Work to do
(a) Answer these questions using the forum post about FSM data discrepancies on a standby server:
(i) Who is the author of the post?
(ii) Which commit was supposed to fix the similar case mentioned in the post?
(iii) What type of operation showed a significant increase in response time after the switch to a replica server?
(b) Reproduce part of the forum post about FSM data discrepancies. Begin at the words "20 марта, 04:32:20" and stop after "incorrect FSM records.".
(c) Resume the forum post about FSM data discrepancies on the standby server, picking up after its last sentence.

Text passage

>> begin

Обсуждение: Two issues leading to discrepancies in FSM data on the standby server

Поиск

Список

Период

Сортировка

Two issues leading to discrepancies in FSM data on the standby server

От

Alexey Makhmutov

Дата:

20 марта, 04:32:20

We’ve recently observed a situation with significant increase in 
response time for insert operations after switching to a replica server. 
The collected information pointed to the discrepancy in the FSM data on 
the replica side, which became visible to the insert sessions once 
autovacuum process pulled incorrect data from from leaf blocks into FSM 
root. The entire situation was looking like the case discussed in 
https://postgr.es/m/20180802172857.5skoexsilnjvgruk@alvherre.pgsql and 
which was supposed to be fixed by ‘ab7dbd681’ (which introduced FSM 
update during 'heap_xlog_visible' invocation). However in our case and 
synthetic tests we were able to see data blocks marked as ‘all visible’, 
but still having incorrect FSM records.

>> end

(Entries from a pointing dataset)
>> begin

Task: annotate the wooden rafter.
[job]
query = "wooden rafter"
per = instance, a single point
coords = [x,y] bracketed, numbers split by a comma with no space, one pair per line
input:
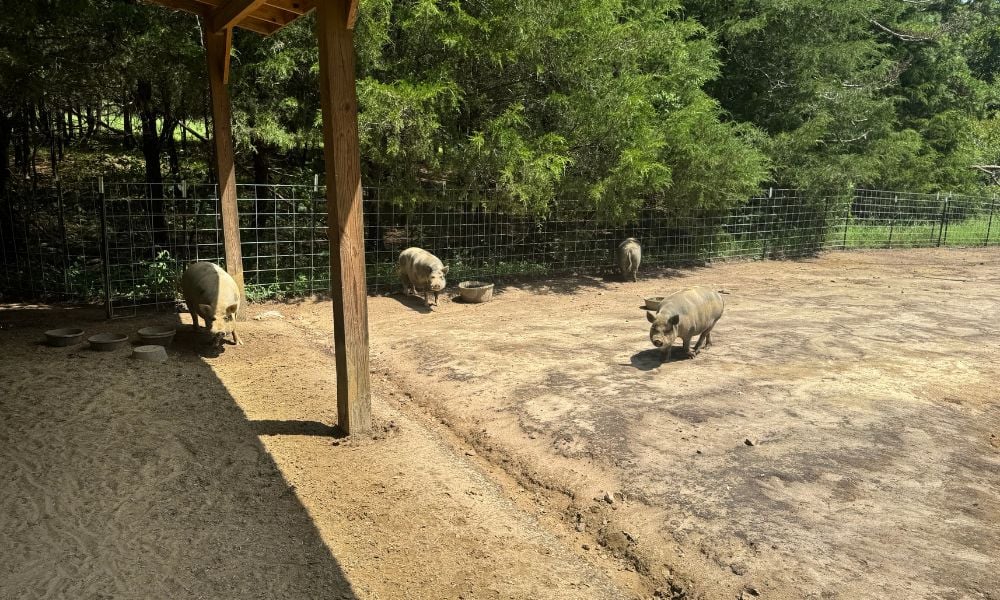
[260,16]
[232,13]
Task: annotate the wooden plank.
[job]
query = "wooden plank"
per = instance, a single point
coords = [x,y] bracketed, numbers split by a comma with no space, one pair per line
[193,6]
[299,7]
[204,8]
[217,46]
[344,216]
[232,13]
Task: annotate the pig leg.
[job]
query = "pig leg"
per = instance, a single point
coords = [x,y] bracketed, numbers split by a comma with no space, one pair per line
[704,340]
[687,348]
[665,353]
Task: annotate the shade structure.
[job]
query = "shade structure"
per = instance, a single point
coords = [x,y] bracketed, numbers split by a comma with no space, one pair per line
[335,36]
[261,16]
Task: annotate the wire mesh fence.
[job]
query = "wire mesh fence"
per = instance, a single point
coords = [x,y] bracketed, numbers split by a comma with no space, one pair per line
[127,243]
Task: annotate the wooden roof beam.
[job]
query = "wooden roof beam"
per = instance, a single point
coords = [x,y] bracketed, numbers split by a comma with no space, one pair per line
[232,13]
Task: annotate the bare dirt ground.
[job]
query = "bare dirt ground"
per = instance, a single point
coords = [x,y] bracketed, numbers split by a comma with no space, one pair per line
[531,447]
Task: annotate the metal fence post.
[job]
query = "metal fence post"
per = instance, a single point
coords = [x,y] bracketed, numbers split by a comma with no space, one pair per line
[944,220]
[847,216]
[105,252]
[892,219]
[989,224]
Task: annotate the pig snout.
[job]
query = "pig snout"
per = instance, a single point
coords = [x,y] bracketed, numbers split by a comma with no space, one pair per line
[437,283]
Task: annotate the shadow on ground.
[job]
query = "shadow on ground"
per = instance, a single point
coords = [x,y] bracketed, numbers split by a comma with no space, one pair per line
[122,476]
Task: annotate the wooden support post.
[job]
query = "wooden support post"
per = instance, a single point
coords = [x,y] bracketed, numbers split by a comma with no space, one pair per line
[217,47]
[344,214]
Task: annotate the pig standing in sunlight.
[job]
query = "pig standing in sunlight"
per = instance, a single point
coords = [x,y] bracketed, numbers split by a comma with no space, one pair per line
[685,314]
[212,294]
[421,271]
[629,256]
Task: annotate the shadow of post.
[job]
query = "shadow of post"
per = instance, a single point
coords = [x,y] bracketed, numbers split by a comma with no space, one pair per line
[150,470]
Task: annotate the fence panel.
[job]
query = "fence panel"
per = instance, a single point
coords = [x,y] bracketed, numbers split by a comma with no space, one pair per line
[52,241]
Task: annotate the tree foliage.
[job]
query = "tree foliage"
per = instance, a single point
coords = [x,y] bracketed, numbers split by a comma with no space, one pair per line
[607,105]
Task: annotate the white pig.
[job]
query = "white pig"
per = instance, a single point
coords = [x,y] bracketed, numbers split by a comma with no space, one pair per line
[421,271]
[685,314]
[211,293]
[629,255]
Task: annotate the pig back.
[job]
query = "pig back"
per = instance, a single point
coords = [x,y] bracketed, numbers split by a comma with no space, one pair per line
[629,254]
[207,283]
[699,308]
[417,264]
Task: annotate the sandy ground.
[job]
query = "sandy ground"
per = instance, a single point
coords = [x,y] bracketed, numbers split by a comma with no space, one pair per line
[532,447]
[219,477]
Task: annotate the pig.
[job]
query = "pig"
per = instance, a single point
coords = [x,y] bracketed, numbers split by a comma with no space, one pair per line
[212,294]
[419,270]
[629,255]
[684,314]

>> end

Outputs
(a)
(i) Alexey Makhmutov
(ii) ‘ab7dbd681’
(iii) Insert operations

(b)
20 марта, 04:32:20

We’ve recently observed a situation with significant increase in 
response time for insert operations after switching to a replica server. 
The collected information pointed to the discrepancy in the FSM data on 
the replica side, which became visible to the insert sessions once 
autovacuum process pulled incorrect data from from leaf blocks into FSM 
root. The entire situation was looking like the case discussed in 
https://postgr.es/m/20180802172857.5skoexsilnjvgruk@alvherre.pgsql and 
which was supposed to be fixed by ‘ab7dbd681’ (which introduced FSM 
update during 'heap_xlog_visible' invocation). However in our case and 
synthetic tests we were able to see data blocks marked as ‘all visible’, 
but still having incorrect FSM records.

(c)
After analyzing the code I’ve noticed that during recovery FSM data is 
updated in XLogRecordPageWithFreeSpace, which uses MarkBufferDirtyHint 
to mark FSM block as modified. However, if data checksums are enabled, 
then this call does nothing during recovery and is actually a no-op – 
basically it just exits immediately without marking block as dirty. The 
logic here is that as no new WAL data could not be generated during the 
recovery, so changes to hints in block should not mark block as dirty to 
avoid risk of torn pages being written. This seems logical, but it seems 
not aligned well with the FSM case, as its blocks could be just zeroed 
if checksum mismatch is detected. Currently changes to a FSM block could 
be lost if each change to the particular FSM block occur rarely enough 
to allow its eviction from the cache. To persist the change the 
modification need to be performed while FSM block is still kept in 
buffers and marked as dirty after receiving its FPI. If block was 
already cleaned, then the change won’t be persisted and stored FSM 
blocks may remain in an obsolete state. In our case the table had its 
'fillfactor' parameter set  below 80, so during insert bursts each FSM 
block on replica side was modified only during first access of FSM block 
since checkpoint (with FPI) and then by processing XLOG_HEAP2_VISIBLE 
record for data once it was marked as ‘all visible’. This gives plenty 
of time to cleanup buffer between these moments, so the second change 
was just never written to the disk. So, large number of blocks were left 
with incorrect data in FSM leaf blocks, which caused problem after 
switchover.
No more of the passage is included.